*** Supplied data ***

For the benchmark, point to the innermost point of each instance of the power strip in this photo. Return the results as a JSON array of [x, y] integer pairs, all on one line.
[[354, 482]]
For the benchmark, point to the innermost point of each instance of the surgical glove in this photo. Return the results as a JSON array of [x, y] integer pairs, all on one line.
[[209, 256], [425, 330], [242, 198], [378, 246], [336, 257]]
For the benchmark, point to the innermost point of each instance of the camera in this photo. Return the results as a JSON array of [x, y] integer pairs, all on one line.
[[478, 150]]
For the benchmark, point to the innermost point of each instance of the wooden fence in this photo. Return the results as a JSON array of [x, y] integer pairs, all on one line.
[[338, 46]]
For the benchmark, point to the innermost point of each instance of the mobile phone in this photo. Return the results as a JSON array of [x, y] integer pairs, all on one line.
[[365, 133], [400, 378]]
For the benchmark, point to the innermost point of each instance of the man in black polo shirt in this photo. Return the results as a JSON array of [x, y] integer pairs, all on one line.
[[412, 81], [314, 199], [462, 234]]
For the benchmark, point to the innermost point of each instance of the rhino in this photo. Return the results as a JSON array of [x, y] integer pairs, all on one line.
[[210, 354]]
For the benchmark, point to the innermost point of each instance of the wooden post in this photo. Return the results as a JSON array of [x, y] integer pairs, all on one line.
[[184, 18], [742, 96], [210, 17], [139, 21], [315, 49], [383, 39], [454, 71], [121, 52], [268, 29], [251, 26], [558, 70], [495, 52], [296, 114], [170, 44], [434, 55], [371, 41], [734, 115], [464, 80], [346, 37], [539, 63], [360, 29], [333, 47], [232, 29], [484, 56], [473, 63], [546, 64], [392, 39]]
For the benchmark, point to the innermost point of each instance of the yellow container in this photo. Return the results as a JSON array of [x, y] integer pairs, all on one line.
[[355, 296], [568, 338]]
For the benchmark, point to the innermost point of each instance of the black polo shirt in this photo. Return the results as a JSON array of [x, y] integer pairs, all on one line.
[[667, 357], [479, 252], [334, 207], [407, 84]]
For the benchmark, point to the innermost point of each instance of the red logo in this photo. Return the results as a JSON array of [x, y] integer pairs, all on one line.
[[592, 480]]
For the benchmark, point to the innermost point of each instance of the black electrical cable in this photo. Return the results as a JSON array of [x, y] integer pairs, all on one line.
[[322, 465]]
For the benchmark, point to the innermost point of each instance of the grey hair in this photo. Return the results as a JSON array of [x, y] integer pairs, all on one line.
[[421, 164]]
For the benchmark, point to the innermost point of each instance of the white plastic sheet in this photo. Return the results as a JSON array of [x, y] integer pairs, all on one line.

***

- [Given task]:
Reproduce all of the entries above word for word, keeping every line unchanged.

- [Result of the task]:
For the benchmark, point to the innermost point of each instance of the power strip in this photo. Return the results as a JSON array of [x, y] integer pairs, all on one line.
[[354, 482]]
For the benchmark, point to the innermost point of each instance of the surgical glove in this photo. Return the results as a JSON array of [x, y] integer pairs, all on one line.
[[209, 256], [425, 330], [242, 198], [378, 246], [336, 257]]
For the benchmark, point to the innermost point of each instance of the camera in this photo. Return the results as a JSON array of [x, y] integer pairs, all on one line.
[[478, 150]]
For the benchmark, point to the innermost point of each instance of the wooden fence in this photo. Return the results as a JSON array of [x, y] integer pairs, all on one line.
[[338, 46]]
For the benchmark, point to the innermost point of each instance of the mobile phone in this photo. Return the results as a JSON array of [x, y] integer pairs, all on one line.
[[365, 133], [400, 378]]
For the benchmark, point to the innermost point of each instance of the man in black polo shirt in this photo. Return the results as a JSON array of [x, y] integer pairs, all on one line.
[[412, 81], [314, 199], [462, 234]]
For the benchmark, point to the innermost point of each instance of the rhino in this photo. Return the results as a JSON array of [x, y] integer pairs, all on one line.
[[210, 354]]
For the benchmark, point to the innermost point of each instance of the wooden post in this photo. Return the results as a JSON array of [x, y] integer pairs, all on one line.
[[184, 18], [742, 96], [210, 17], [139, 21], [315, 49], [383, 39], [454, 71], [121, 52], [268, 29], [251, 26], [558, 70], [495, 52], [296, 114], [170, 44], [434, 55], [371, 41], [734, 115], [464, 80], [346, 37], [539, 63], [360, 29], [333, 47], [232, 29], [484, 56], [473, 63], [546, 64], [392, 39]]
For the benchmark, point to the innermost point of each instance of the yellow container in this photo. Return the results as a JSON array of [x, y] integer pairs, all on one line.
[[355, 296], [568, 338]]
For the benchmark, point to the innermost point of each instance of the black polo shirt in this photo. Return the results as a JSON array of [x, y] integer pairs, all on one line.
[[667, 357], [479, 252], [334, 207], [407, 84]]
For the benchmark, point to the innermost point of each instance of the red logo in this photo. Return the results as a JSON array of [x, y] integer pairs, all on one line.
[[592, 480]]
For the benchmark, point to the innermost point of each instance of the black electrical cable in this photo. Return the results as a JSON array of [x, y] integer pairs, all on one line.
[[322, 465]]
For the benchmark, point to the innermost point of each instance of the grey hair in this photo. Return the results as a JSON array of [x, y] integer pairs, all on one line.
[[421, 164]]
For the benchmark, point to the innermost point of each instance of the white plastic sheet in this photo. Return the results as a JSON array of [x, y] integer pairs, all on one line.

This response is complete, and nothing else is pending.